The input =>
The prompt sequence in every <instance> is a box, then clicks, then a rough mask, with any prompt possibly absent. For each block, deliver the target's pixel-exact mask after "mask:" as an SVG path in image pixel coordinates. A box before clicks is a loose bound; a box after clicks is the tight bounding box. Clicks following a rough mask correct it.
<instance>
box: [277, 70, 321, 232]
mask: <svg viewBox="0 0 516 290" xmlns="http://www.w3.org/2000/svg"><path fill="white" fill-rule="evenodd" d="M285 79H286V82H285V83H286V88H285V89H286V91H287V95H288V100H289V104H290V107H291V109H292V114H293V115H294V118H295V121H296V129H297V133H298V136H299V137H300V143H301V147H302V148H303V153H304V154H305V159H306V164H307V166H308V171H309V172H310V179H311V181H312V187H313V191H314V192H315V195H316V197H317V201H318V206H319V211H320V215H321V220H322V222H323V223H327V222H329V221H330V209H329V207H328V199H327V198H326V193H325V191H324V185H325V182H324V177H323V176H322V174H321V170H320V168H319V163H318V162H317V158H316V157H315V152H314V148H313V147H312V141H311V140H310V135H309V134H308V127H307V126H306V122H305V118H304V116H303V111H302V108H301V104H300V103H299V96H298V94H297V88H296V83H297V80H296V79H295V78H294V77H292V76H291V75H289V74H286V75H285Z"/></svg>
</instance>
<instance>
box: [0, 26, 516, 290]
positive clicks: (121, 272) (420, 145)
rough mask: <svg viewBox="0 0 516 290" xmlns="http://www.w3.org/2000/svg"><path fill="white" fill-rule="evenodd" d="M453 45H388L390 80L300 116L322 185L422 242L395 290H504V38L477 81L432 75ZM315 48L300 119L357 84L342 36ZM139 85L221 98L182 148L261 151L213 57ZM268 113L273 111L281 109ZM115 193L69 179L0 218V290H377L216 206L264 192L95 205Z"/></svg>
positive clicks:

Your instructions => Rewrite the lines between the line containing "</instance>" and the end of the records, inclusive, as a Markdown table with columns n and Line, omitting blank lines.

Result of this exercise =>
| n | Line |
|---|---|
| 1 | </instance> |
| 2 | <instance> |
| 3 | box: [0, 26, 516, 290] |
| 4 | positive clicks: (121, 272) (420, 145) |
| 5 | rough mask: <svg viewBox="0 0 516 290" xmlns="http://www.w3.org/2000/svg"><path fill="white" fill-rule="evenodd" d="M453 45H388L390 80L300 116L322 185L422 242L395 290H504V38L477 81L432 75ZM315 48L300 119L357 84L342 36ZM139 85L221 98L182 148L261 151L213 57ZM268 113L273 111L281 109ZM115 193L69 179L0 218V290H377L216 206L264 192L95 205Z"/></svg> |
| 6 | positive clicks: |